- _TASK DESCRIPTION_:
Copy out these records with every "supply" switched to "provide" and everything else kept the same. Leave the pictures out of your copy.

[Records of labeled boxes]
______
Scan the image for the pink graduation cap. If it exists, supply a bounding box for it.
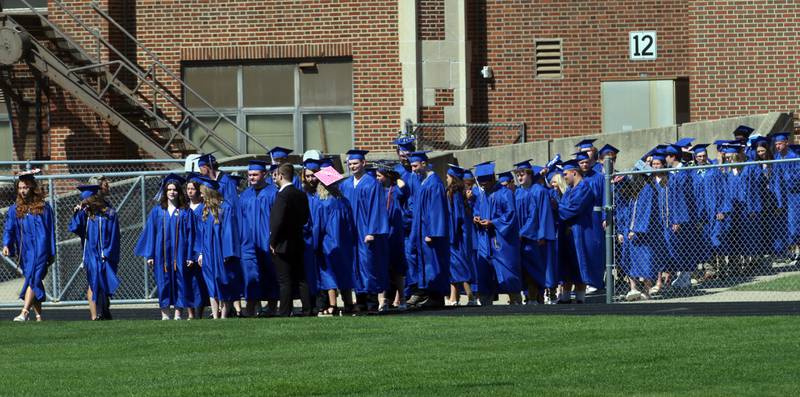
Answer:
[314,167,344,186]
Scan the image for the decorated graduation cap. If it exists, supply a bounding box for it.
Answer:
[475,161,494,181]
[497,171,514,183]
[514,159,533,171]
[247,160,269,172]
[771,132,792,142]
[447,164,467,179]
[394,136,416,152]
[78,185,100,200]
[16,168,42,181]
[689,143,710,156]
[575,139,597,150]
[197,152,217,167]
[269,146,294,160]
[597,144,619,157]
[346,149,369,161]
[303,159,322,172]
[674,138,694,149]
[408,150,430,163]
[733,125,755,138]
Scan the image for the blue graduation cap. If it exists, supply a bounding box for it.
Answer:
[497,171,514,183]
[675,138,694,148]
[303,159,322,172]
[269,146,293,160]
[408,150,429,163]
[447,164,467,179]
[514,159,533,171]
[597,144,619,157]
[197,152,217,167]
[345,149,369,161]
[78,185,100,200]
[461,169,475,180]
[561,159,581,171]
[572,152,589,161]
[575,139,597,149]
[733,125,755,138]
[772,132,792,142]
[247,160,269,172]
[394,136,416,152]
[689,143,710,155]
[475,161,494,181]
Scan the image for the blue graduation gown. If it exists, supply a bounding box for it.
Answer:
[195,201,242,301]
[69,207,120,304]
[311,197,356,291]
[339,174,389,294]
[514,183,558,288]
[238,185,280,300]
[408,172,450,294]
[558,180,604,288]
[447,192,475,283]
[134,205,197,308]
[3,203,56,302]
[475,183,522,295]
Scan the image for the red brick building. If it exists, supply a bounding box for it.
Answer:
[0,0,800,159]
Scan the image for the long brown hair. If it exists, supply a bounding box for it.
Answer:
[159,182,189,209]
[200,185,222,224]
[14,179,44,219]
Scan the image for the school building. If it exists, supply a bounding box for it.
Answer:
[0,0,800,160]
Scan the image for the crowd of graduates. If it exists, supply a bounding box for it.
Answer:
[3,126,800,321]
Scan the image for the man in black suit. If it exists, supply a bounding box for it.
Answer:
[269,163,311,316]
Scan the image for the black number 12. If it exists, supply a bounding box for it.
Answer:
[633,34,655,57]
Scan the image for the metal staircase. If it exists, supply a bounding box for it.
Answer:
[0,0,267,158]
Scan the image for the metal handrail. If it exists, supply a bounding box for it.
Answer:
[86,1,269,150]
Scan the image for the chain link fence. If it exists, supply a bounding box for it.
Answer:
[612,159,800,302]
[405,120,526,150]
[0,159,245,307]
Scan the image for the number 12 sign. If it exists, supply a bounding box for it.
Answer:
[630,31,658,61]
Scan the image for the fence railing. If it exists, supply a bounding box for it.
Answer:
[405,120,526,150]
[606,159,800,302]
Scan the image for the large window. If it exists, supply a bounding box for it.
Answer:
[183,61,353,153]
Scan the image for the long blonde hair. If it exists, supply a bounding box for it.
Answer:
[200,185,222,224]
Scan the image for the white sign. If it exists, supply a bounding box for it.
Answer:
[630,31,658,61]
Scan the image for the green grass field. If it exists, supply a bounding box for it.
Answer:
[0,316,800,397]
[734,274,800,291]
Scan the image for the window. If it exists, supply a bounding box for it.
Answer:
[183,61,353,154]
[600,79,689,132]
[534,39,561,79]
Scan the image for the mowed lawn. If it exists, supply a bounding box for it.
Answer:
[0,316,800,397]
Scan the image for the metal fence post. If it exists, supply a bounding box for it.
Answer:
[603,157,615,303]
[139,175,150,299]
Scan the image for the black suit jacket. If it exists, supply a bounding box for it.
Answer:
[269,185,309,255]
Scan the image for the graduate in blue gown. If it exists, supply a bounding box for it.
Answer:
[312,167,357,317]
[472,162,522,305]
[3,169,56,321]
[339,149,389,314]
[408,152,450,308]
[447,164,477,306]
[558,160,604,303]
[69,185,120,320]
[376,164,409,311]
[134,174,197,320]
[238,160,279,317]
[183,172,209,319]
[514,161,558,304]
[195,178,243,319]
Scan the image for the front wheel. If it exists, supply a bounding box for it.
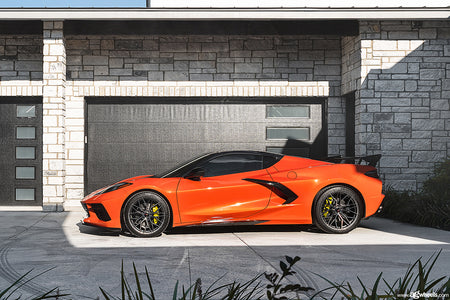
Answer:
[123,191,171,237]
[313,186,363,233]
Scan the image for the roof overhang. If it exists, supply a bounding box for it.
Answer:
[0,7,450,21]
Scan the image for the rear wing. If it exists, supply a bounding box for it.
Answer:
[323,154,381,167]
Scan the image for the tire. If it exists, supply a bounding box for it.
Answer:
[122,191,171,237]
[313,186,363,233]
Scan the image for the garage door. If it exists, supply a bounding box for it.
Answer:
[0,97,42,206]
[86,98,326,192]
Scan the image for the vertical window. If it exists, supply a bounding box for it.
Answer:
[16,105,36,118]
[16,167,36,179]
[16,188,35,201]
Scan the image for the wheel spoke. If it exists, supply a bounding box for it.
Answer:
[128,195,167,234]
[321,192,358,230]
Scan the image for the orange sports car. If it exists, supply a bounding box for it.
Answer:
[81,151,384,237]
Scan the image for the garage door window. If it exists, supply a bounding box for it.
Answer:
[267,127,309,140]
[266,105,310,118]
[16,127,36,140]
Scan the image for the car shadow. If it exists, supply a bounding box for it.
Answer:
[165,225,321,235]
[76,222,121,236]
[76,222,322,237]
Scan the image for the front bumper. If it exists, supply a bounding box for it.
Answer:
[81,192,123,228]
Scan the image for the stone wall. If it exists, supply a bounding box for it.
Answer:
[0,34,43,96]
[67,36,341,84]
[341,36,361,95]
[356,21,450,190]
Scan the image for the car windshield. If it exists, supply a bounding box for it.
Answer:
[155,153,214,178]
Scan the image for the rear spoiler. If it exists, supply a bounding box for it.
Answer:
[323,154,381,167]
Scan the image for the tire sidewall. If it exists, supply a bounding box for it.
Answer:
[313,185,363,234]
[122,191,172,237]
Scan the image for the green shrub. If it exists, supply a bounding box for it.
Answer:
[380,159,450,230]
[100,250,450,300]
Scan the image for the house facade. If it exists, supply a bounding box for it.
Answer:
[0,1,450,211]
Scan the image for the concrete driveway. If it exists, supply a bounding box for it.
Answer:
[0,211,450,299]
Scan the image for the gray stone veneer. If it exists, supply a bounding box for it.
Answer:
[355,21,450,190]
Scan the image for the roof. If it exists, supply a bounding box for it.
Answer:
[0,7,450,20]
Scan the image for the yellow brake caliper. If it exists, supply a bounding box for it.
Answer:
[322,196,333,218]
[153,206,159,224]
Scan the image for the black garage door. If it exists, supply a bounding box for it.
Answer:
[86,98,327,192]
[0,97,42,206]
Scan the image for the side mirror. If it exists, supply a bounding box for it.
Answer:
[184,168,205,181]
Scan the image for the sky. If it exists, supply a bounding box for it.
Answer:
[0,0,146,8]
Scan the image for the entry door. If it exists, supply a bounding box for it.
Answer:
[0,97,42,206]
[177,154,271,224]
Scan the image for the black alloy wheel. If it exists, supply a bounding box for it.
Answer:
[123,191,171,237]
[313,186,363,233]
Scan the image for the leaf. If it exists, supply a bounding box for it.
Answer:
[280,261,288,273]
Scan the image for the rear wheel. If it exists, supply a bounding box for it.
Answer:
[313,186,363,233]
[122,191,171,237]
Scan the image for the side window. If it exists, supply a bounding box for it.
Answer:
[200,154,263,177]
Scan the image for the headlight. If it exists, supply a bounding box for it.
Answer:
[96,182,132,195]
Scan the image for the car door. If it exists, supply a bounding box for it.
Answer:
[177,153,271,223]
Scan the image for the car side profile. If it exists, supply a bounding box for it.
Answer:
[81,151,384,237]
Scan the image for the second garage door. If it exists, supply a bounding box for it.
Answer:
[86,98,326,192]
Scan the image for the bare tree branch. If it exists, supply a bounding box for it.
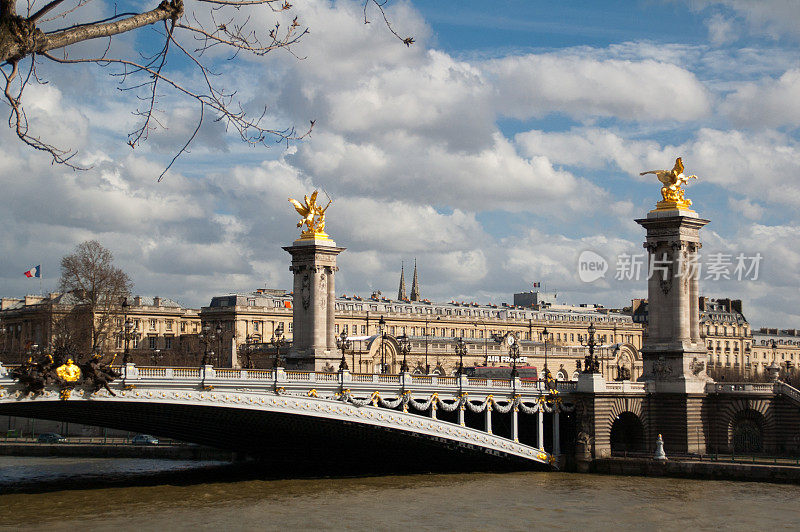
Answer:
[0,0,414,177]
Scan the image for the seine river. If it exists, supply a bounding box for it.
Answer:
[0,457,800,532]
______
- _SOLUTION TO THIS PROBLEM_:
Scan the image for the pink graduation cap. If it exists, provide a bounding box for it.
Answer:
[314,167,344,186]
Scan the image for the decorated graduation cap. If it exists, provide a bounding box for it.
Answer:
[475,161,494,181]
[497,171,514,183]
[514,159,533,171]
[247,160,269,172]
[771,132,792,142]
[447,164,467,179]
[394,136,416,152]
[78,185,100,200]
[16,168,42,181]
[689,143,710,156]
[575,139,597,150]
[197,152,217,167]
[269,146,294,160]
[597,144,619,157]
[346,149,369,161]
[303,159,322,172]
[674,138,694,149]
[408,150,430,163]
[733,125,755,138]
Scan the image for the blue graduation cap. If it exists, provide a bounding box for it.
Answer:
[497,171,514,183]
[675,138,694,148]
[303,159,322,172]
[269,146,293,160]
[408,150,429,163]
[447,164,467,179]
[514,159,533,171]
[597,144,619,157]
[197,152,217,167]
[345,149,369,161]
[78,185,100,200]
[461,169,475,180]
[561,159,581,171]
[572,152,589,161]
[575,139,597,149]
[733,125,755,138]
[772,132,792,142]
[247,160,269,172]
[394,136,416,152]
[689,143,710,155]
[475,161,494,181]
Scan the image for the blue graduation gown. If it exists, provide a bounding box for it.
Answer:
[195,201,242,301]
[69,207,120,304]
[311,197,356,291]
[339,174,389,294]
[514,183,558,288]
[238,185,280,300]
[408,172,450,294]
[558,180,604,288]
[447,192,475,283]
[134,205,197,308]
[3,203,56,302]
[475,183,522,295]
Scan the image for the red brick building. If it exists, provide a bounding box for it.
Answer:
[0,0,800,159]
Scan the image for the long brown hair. If it exists, provide a bounding box for it.
Answer:
[159,182,189,209]
[200,185,222,224]
[14,179,44,219]
Scan the image for the school building. If it exists, provide a bounding box for it.
Answer:
[0,0,800,160]
Scan the image for the crowd of graduates. If it exists, provide a bounding box for it.
Answer:
[3,126,800,321]
Scan the image for the man in black suit. If it exists, provide a bounding box for it.
Answer:
[269,163,311,316]
Scan the image for the black number 12. If it exists, provide a bounding box for it.
Answer:
[633,34,655,57]
Scan the image for the metal staircase. If it exists, provide a bounding box for it.
Answer:
[0,0,267,158]
Scan the image for the metal handrail. If it exists, provide a bounding box for it.
Answer:
[86,1,269,150]
Scan the image for the chain link fence. If it exists, provide a bounding box for it.
Answer:
[612,159,800,302]
[405,120,526,150]
[0,159,245,307]
Scan the image for the number 12 sign. If it exists, provide a bounding box for it.
Answer:
[630,31,658,61]
Scan the image for the fence railing. If it exists, provide a bounding box for it.
Answer:
[405,120,526,150]
[606,159,800,302]
Scan the image for the large window. If it exists, provide a bounding box for it.
Answer:
[183,61,353,153]
Scan the image for the long blonde hair. If it exists, provide a bounding box for it.
Answer:
[200,185,222,224]
Scan the image for the white sign. If it exists, provide a bounding box for it.
Answer:
[630,31,658,61]
Scan the image for the green grass field. If it exists, provide a bounding box for it.
Answer:
[0,316,800,397]
[734,274,800,291]
Scan the image for the window. If it exists, provide a bounding box for it.
Answer:
[183,61,353,154]
[600,79,689,132]
[534,39,561,79]
Scan the image for the mowed lawn. If it exists, provide a bounding box for it.
Answer:
[0,316,800,397]
Scan the image for the metal fence post. If it exists, provide a bounding box for it.
Answer:
[603,157,615,303]
[139,175,150,299]
Scan the image for the black suit jacket. If it exists, provide a bounding box for it.
Answer:
[269,185,309,255]
Scan the image for the graduate in blue gown. If it exists, provide a bounding box for it.
Answer:
[312,167,357,317]
[472,162,522,305]
[3,169,56,321]
[339,149,389,314]
[408,152,450,308]
[447,164,477,306]
[558,160,604,303]
[69,185,120,320]
[376,164,409,311]
[134,174,197,320]
[238,160,279,317]
[183,172,209,319]
[514,161,558,304]
[195,178,243,319]
Scan the image for the front wheel. If it exists, provide a bounding box for it.
Answer:
[123,191,171,237]
[313,186,363,233]
Scan the image for the roof overhang. If it exists, provide a bounding box for it.
Answer:
[0,7,450,21]
Scan the image for the rear wing. If it exists, provide a bounding box for it.
Answer:
[323,154,381,167]
Scan the image for the tire. If it exists, provide a bounding box for it.
Answer:
[122,191,171,237]
[313,186,363,233]
Scan the image for the garage door. If it exists, provide a bounding box for it.
Answer:
[0,97,42,206]
[86,98,326,192]
Scan the image for the vertical window. If it exists, provide a bounding box for it.
Answer:
[16,105,36,118]
[16,167,36,179]
[16,188,35,201]
Scan the image for the wheel spoke. If it exists, provide a bounding box for it.
Answer:
[128,195,167,234]
[321,192,358,230]
Scan the image for the orange sports car. If it exists, provide a bounding box for it.
Answer:
[81,151,384,237]
Scan the image for the garage door window. If it exists, provide a bounding box for it.
Answer:
[267,127,309,140]
[266,105,310,118]
[16,127,36,140]
Scan the image for the car shadow. If it exists, provide a bounding box for it.
Answer:
[165,225,321,235]
[76,222,121,236]
[76,222,322,237]
Scan the image for the front bumper. If it exists, provide a bounding box for it.
Answer:
[81,192,123,228]
Scan the image for the stone wall. If it exists, provide a bounding box for it.
Answer:
[0,34,43,96]
[67,36,341,84]
[341,36,361,95]
[356,21,450,190]
Scan the image for the car windshield. If it exists, provide a bounding box for it.
Answer:
[155,153,214,178]
Scan the image for the rear spoiler. If it exists, provide a bounding box for it.
Answer:
[323,154,381,167]
Scan the image for the tire sidewall. If it exists, provide a bounding box for it.
Answer:
[313,185,363,234]
[122,191,172,237]
Scan the image for the green shrub. If it exists, provide a bounding box for it.
Answer:
[380,159,450,230]
[100,250,450,300]
Scan the image for the house facade. If it exists, provide a bounding box for it.
Answer:
[0,1,450,211]
Scan the image for the concrete driveway. If it exists, provide a bounding box for it.
Answer:
[0,211,450,299]
Scan the image for the gray stone veneer. If it exists, provide a bounding box for it.
Answer:
[355,21,450,190]
Scan the image for the roof. If it exists, provide a bounding box for it.
Answer:
[0,7,450,20]
Scan the image for the yellow brake caliper. If it exists, provide a bounding box for it.
Answer:
[322,196,333,218]
[153,206,159,224]
Scan the image for the black garage door. If it exists, provide a bounding box for it.
Answer:
[86,98,327,192]
[0,97,42,206]
Scan the image for the side mirror. If it exists, provide a bounding box for it.
Answer:
[184,168,205,181]
Scan the image for the sky. If it exists, provide a bounding box for it.
Answer:
[0,0,146,8]
Scan the image for the entry door. If it exists, provide a bounding box for it.
Answer:
[0,97,42,206]
[177,154,271,224]
Scan the image for the black alloy wheel. If it exists, provide a bounding box for it.
Answer:
[123,191,171,237]
[313,186,363,233]
Scan the image for the leaf. If it exists, provide a bounding box for it.
Answer:
[280,261,288,273]
Scan the image for the rear wheel. If it exists, provide a bounding box for it.
Answer:
[313,186,363,233]
[122,191,171,237]
Scan the image for the side window. If it exists, provide a bounding box for it.
Answer:
[200,154,263,177]
Scan the image for the headlight. If it exists, provide a bounding box for it.
Answer:
[96,182,132,195]
Scan the image for the car door. If it exists, provide a bounding box for it.
Answer:
[177,153,271,223]
Scan the image for the car side profile. If it exists, provide a bounding box for it.
Answer:
[81,151,384,237]
Scan the image for the second garage door. If it exists, provide a bounding box for it.
Answer:
[86,98,326,192]
Scan the image for the bare tree branch. If it exists, provide a bounding box for it.
Answer:
[0,0,414,177]
Scan the image for the seine river. If it exists, provide a bounding box for it.
Answer:
[0,457,800,532]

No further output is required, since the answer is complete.